EXERCISE PASSAGE →
▼

When Ice Bucket Challenge became a virus on the Internet, I absolutely hated it. People watch celebrities get wet like watching porn, and both sides are addicted. What’s the point in wasting water to show your determination in charity work? You know there are other charity organizations such as Wateraid to help water-deprived areas throughout the world?
But recently a new trend has started on the Internet. It might be a little nerdy, but as a literature student, I can’t help wanting to do it. To answer this challenge, you share the 10 books that have influenced you the most with other people.
So here’s my list.
1. My Childhood – Maxim Gorky
This is my favorite book when I was a child. I read it again and again when I was bored. It’s basically an autobiography of Gorky himself, and it’s just adventurous and sad.
2. Franny and Zooey – J.D. Salinger
This is my favorite book at the moment, in my 20s. Strangely, I don’t relate to The Catcher in the Rye like most young adults who like Salinger. But I do deeply love this book and the Glass family saga. For years, I’ve been meeting people who like different characters of this family, Seymour Glass as the most intriguing one. I also know a guy who relates to Buddy Glass on a spiritual level. For me, I relate to Franny (as an English major student in her 20s), but my favorite one is Zooey. Zooey is the only one of the family who really tries to approach Franny and talk to her. It’s simply a book that has gotten me through hard times.
3. Sputnik Sweetheart – Haruki Murakami
I’ve read this on the Guardian: “when you start reading Murakami novels, life starts being like them”. I feel a weird relation to Murakami – our Asian backgrounds click, but I read the English translations of his books, and it feels just right. Murakami novels have definitely changed the way my life has been on.
4. Here Is Where We Meet – John Berger
I’ve never read a book about me until I read this book (even though it’s not about me or anyone). The chapter of Islington struck me as “about me”. Berger used to study painting, and he is an art critic as well. You cannot imagine how beautiful his writing is.

▲

CHECK YOUR UNDERSTANDING →
1 - Can you print, word for word, the part of the post about influential books that begins with the words containing "So here’s my" and ends with "through hard times."?
2 - How would the post about influential books go on from its last sentence?

DATASET RECORDS →
▼

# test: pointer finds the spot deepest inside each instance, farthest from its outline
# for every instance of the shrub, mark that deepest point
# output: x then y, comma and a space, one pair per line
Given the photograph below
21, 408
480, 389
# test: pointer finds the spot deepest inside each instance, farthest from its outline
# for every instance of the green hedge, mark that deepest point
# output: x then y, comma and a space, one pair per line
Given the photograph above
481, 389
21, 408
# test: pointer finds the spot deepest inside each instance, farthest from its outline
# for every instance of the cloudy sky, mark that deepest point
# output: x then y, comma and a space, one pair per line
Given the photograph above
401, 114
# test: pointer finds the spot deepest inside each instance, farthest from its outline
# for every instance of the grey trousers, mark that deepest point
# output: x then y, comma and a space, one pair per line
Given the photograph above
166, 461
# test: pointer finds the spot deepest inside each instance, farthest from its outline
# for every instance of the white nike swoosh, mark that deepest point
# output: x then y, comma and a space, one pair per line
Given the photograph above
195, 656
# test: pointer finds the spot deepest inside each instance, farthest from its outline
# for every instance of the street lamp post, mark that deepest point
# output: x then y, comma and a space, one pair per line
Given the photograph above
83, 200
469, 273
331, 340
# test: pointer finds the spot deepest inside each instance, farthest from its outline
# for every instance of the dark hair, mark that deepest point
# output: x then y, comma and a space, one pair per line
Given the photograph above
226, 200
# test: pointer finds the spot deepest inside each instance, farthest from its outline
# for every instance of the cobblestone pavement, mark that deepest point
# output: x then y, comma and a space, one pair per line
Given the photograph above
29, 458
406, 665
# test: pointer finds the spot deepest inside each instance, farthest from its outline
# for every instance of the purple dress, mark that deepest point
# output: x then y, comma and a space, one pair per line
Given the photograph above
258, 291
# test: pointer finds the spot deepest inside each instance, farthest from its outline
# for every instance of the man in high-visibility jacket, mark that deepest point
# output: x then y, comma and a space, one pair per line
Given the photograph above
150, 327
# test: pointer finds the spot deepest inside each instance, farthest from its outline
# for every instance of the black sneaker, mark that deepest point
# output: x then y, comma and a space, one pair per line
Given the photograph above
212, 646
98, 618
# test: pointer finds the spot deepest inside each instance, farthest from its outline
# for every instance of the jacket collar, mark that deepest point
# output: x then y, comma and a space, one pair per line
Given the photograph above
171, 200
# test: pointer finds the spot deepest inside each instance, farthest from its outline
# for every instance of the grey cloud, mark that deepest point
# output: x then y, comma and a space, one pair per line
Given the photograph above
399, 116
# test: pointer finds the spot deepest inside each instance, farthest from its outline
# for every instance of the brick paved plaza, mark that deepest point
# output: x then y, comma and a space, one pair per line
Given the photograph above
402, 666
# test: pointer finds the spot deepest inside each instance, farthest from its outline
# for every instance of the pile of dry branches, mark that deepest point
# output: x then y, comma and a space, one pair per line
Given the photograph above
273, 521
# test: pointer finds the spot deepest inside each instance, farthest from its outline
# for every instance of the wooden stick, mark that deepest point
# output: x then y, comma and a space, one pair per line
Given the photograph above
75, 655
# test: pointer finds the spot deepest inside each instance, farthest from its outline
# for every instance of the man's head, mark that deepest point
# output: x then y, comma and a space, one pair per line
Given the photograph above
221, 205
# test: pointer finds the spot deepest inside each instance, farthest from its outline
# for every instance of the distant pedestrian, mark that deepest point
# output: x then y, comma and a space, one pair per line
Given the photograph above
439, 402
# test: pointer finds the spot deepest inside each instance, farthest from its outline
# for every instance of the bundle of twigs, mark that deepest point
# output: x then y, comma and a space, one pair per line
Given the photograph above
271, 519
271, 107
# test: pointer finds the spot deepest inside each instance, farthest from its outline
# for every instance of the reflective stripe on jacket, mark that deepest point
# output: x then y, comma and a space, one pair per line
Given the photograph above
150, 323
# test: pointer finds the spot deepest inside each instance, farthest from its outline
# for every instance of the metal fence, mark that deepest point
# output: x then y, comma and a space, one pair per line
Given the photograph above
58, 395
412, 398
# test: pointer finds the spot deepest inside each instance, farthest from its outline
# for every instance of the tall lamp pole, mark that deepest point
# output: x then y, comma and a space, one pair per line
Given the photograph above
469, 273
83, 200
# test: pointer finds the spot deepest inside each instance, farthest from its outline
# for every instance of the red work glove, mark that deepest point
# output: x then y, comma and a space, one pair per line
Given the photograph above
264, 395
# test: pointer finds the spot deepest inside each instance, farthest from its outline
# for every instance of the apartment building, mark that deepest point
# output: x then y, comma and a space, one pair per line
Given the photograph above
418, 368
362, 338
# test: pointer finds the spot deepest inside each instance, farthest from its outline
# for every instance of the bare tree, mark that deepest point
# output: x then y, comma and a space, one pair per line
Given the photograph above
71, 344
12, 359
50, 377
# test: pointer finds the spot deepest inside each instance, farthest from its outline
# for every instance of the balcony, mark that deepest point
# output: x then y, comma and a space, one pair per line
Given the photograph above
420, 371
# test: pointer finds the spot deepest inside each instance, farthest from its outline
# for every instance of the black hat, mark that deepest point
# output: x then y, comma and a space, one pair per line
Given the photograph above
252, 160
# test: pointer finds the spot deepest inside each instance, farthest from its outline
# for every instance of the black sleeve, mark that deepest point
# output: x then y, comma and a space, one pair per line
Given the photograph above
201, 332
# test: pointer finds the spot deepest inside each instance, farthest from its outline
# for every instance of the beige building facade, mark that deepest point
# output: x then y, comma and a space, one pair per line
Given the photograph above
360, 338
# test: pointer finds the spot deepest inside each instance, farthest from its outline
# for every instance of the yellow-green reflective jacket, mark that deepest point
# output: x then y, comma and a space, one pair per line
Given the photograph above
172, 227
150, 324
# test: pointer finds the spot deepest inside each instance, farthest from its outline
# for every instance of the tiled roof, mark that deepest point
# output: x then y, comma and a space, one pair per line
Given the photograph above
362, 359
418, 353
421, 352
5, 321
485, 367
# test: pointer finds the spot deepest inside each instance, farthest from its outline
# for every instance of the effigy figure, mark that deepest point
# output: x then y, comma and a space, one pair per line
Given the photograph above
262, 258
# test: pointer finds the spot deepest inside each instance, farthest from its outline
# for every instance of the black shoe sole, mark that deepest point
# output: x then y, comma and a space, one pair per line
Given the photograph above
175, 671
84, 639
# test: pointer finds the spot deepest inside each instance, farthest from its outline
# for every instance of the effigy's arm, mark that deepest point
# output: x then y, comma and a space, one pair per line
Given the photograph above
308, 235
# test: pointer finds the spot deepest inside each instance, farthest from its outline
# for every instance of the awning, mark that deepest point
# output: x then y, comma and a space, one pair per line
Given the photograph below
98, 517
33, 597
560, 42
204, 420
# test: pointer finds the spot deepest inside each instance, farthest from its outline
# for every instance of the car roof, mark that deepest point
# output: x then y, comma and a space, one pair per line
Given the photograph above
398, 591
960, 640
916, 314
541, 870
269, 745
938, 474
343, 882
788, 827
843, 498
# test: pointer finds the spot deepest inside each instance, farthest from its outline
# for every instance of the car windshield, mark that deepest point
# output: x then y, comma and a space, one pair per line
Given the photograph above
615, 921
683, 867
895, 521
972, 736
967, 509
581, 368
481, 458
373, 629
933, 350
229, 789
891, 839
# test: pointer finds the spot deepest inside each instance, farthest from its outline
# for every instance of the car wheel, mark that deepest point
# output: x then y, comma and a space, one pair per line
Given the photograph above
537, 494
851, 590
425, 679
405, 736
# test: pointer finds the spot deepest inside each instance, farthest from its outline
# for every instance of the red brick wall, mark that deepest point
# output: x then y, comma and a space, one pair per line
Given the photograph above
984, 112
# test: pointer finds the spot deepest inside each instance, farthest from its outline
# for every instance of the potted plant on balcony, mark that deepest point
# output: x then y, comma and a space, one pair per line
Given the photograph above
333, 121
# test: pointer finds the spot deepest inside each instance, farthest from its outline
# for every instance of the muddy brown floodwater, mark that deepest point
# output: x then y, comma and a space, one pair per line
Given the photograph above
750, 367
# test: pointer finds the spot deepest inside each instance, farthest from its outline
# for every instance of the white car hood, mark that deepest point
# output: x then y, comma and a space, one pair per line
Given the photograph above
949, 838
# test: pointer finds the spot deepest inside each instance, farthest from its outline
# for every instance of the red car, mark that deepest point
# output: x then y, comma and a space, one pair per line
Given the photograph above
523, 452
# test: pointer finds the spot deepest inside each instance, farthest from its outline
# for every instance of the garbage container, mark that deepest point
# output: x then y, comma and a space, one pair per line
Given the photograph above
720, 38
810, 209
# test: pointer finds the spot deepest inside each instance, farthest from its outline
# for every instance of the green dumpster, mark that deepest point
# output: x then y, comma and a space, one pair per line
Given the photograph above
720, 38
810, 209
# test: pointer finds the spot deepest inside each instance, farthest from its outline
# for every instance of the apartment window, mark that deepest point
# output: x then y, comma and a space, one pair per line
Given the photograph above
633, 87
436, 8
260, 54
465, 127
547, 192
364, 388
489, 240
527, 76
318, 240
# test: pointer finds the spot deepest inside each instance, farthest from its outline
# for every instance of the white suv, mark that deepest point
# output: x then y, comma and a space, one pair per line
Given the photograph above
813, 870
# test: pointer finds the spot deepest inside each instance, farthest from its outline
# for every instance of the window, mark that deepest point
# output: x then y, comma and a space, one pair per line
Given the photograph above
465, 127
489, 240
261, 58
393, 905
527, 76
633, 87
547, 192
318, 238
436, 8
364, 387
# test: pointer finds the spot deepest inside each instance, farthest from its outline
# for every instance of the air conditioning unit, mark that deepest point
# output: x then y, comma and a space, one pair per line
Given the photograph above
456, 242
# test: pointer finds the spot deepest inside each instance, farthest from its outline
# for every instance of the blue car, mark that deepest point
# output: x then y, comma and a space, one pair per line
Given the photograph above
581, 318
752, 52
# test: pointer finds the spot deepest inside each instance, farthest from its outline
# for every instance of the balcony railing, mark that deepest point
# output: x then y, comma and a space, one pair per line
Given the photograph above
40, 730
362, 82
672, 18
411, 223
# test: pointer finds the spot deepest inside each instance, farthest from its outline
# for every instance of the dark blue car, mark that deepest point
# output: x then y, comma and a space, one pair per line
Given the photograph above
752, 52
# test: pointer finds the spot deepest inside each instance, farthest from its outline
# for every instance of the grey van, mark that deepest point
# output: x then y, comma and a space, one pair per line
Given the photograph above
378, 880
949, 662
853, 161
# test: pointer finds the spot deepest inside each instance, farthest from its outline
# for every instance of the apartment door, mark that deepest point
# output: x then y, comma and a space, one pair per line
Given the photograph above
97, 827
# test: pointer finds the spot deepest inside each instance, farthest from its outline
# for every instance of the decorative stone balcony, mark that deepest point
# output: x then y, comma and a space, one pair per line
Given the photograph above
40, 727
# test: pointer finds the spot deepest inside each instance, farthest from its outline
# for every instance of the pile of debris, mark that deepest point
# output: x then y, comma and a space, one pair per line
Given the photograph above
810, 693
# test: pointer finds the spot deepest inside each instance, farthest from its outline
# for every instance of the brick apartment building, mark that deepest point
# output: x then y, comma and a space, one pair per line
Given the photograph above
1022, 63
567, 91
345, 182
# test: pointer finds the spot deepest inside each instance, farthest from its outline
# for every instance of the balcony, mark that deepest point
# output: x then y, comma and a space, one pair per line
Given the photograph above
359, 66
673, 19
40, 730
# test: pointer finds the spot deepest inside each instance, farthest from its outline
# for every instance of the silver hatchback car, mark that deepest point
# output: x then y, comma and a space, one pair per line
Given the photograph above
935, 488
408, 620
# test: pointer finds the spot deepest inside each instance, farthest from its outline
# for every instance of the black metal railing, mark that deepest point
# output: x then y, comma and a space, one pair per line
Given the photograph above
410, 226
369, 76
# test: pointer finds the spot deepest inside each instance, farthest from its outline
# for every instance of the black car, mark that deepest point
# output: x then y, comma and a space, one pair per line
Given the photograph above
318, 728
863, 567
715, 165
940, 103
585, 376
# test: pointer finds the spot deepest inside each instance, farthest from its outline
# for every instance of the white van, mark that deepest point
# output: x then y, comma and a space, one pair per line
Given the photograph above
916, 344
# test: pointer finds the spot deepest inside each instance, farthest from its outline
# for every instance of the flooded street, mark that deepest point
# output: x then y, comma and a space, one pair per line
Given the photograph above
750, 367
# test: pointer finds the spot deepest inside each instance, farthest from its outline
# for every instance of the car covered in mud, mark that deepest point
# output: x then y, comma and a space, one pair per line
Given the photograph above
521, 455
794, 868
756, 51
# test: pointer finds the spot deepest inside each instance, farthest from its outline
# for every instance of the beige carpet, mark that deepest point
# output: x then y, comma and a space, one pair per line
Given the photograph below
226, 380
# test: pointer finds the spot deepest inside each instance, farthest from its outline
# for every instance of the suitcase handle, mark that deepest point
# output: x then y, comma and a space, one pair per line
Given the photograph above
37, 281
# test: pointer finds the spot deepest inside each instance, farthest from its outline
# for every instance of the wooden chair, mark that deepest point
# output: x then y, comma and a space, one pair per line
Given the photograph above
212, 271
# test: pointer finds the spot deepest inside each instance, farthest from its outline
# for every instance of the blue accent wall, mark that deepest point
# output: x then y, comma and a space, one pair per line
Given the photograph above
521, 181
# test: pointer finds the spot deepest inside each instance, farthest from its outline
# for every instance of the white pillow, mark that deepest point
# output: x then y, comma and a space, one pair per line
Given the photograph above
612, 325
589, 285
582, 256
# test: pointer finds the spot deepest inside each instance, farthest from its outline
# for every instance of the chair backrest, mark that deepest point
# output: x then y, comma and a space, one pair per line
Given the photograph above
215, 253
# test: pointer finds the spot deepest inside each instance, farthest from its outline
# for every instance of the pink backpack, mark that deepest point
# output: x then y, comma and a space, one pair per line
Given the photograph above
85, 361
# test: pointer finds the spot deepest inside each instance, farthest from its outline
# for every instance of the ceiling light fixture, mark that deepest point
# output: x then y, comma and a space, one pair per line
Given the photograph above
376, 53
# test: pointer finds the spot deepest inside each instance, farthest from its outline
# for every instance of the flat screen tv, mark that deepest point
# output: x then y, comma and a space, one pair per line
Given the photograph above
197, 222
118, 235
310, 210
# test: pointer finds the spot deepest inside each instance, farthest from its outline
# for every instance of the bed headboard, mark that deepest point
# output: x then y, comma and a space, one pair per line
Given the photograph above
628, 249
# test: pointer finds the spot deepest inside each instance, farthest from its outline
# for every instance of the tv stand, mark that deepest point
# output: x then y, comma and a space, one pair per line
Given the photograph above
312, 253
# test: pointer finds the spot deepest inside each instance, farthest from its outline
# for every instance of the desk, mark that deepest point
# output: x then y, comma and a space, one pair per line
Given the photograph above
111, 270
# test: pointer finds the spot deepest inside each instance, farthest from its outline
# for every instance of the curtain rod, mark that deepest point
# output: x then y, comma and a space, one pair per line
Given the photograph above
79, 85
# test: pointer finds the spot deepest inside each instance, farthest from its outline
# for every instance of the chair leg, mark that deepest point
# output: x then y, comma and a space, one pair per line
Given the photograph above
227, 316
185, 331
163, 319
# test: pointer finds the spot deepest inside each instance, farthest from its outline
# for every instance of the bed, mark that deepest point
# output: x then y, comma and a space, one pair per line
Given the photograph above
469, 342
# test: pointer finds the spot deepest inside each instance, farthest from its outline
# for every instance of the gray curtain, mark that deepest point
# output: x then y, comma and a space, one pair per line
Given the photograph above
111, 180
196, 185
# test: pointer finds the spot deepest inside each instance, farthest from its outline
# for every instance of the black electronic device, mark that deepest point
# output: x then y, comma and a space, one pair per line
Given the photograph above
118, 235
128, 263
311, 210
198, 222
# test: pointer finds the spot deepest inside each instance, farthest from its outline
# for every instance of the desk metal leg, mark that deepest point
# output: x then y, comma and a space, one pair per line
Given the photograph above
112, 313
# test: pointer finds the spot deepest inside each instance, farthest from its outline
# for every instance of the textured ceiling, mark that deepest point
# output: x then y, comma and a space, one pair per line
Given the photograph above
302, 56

▲

RESPONSE LIST →
1 -
So here’s my list.
1. My Childhood – Maxim Gorky
This is my favorite book when I was a child. I read it again and again when I was bored. It’s basically an autobiography of Gorky himself, and it’s just adventurous and sad.
2. Franny and Zooey – J.D. Salinger
This is my favorite book at the moment, in my 20s. Strangely, I don’t relate to The Catcher in the Rye like most young adults who like Salinger. But I do deeply love this book and the Glass family saga. For years, I’ve been meeting people who like different characters of this family, Seymour Glass as the most intriguing one. I also know a guy who relates to Buddy Glass on a spiritual level. For me, I relate to Franny (as an English major student in her 20s), but my favorite one is Zooey. Zooey is the only one of the family who really tries to approach Franny and talk to her. It’s simply a book that has gotten me through hard times.

2 -
5. Ghost World – Daniel Clowes
Coolest comic ever.
6. Nine Stories – J.D. Salinger
Part of the Glass family saga, Nine Stories includes nine short stories, describing different people in different lives. This book is what I like about short stories – like the sea, calm on the surface, but turbulent deep under.
7. The Vagina Monologues – Eve Ensler
Everyone should read it or watch the eponymous film. I don’t see how anyone can not be a feminist???
8. The Red Notebook – Paul Auster
This is my little superstitious book. I believe in signs and coincidences too much (sorry), and it’s a whole book of coincidences! Everyone has some coincidences to tell, and how can you say they are just random events happened in the universe?
9. The Paris Review: Interviews I
This first volume includes many writers that I genuinely adore – Hemingway, Eco, Capote, etc,. I read it to get to know how they work and live. Read it slowly.
10. The Elegance of the Hedgehog – Muriel Barbery
I don’t really like this book. It’s precocious and pretentious enough. But I admire one of its characters so much. She thinks and reads like a philosopher, but works as a concierge. Few people can do this, if you think about it. It is indeed difficult for true literati to remain humble and small.